Activity
Report every line below that has the string "illustration" in it.

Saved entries
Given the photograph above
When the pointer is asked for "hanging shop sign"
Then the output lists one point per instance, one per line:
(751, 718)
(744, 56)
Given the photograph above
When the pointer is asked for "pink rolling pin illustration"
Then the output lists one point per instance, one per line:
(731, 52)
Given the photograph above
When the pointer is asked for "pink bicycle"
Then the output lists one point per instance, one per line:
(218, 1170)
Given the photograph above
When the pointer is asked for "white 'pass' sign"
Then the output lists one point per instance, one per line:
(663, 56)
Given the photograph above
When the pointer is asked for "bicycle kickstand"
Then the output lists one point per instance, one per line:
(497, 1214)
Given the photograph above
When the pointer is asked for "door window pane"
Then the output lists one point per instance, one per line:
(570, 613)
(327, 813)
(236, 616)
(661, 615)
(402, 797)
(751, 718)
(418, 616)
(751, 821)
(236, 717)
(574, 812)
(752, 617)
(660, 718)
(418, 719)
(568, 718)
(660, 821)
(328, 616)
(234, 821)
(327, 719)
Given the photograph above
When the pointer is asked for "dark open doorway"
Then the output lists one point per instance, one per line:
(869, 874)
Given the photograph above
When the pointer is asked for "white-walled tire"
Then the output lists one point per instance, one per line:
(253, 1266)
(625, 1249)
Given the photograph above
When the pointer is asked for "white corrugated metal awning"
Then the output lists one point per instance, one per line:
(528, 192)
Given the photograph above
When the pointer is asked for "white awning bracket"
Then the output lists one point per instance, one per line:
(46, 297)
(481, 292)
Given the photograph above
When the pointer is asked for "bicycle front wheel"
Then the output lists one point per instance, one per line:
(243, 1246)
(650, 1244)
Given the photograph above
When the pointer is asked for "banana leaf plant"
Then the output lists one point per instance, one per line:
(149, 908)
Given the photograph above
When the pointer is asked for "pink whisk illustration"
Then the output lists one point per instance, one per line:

Solution to the exercise
When the pointer is asked for "pink rolling pin illustration"
When the pointer is asked for "pink whisk illustration"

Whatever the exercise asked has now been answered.